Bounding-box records
▼▼▼
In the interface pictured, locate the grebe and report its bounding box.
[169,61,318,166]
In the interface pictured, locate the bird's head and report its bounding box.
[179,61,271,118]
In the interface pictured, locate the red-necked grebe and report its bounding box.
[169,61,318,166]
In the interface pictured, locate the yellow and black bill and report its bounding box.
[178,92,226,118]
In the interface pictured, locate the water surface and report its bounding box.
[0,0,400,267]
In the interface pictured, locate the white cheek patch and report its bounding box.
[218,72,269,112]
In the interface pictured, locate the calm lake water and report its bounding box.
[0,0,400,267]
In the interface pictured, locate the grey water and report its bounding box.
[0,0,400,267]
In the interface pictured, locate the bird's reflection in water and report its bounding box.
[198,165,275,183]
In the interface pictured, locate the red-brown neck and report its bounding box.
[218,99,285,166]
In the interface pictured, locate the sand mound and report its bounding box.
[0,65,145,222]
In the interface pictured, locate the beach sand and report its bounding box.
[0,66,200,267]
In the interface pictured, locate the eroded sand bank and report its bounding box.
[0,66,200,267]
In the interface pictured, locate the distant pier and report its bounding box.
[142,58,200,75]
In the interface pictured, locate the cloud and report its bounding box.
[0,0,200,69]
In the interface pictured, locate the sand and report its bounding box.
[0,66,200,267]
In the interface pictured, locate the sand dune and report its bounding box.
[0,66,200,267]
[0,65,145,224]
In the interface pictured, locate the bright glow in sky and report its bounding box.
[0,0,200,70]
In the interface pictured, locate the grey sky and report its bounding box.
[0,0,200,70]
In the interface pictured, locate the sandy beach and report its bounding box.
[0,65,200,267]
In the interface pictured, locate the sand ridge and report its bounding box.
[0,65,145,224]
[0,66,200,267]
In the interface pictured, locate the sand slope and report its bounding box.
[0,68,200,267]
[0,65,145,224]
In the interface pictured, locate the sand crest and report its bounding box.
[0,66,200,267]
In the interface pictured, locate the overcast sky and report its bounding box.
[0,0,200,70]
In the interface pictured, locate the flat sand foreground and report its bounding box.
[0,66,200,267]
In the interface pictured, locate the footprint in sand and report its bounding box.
▲▲▲
**OBJECTIVE**
How many lines in the material above contain the string "grebe"? Case counts, and reply with the number only.

**TASK RESPONSE**
2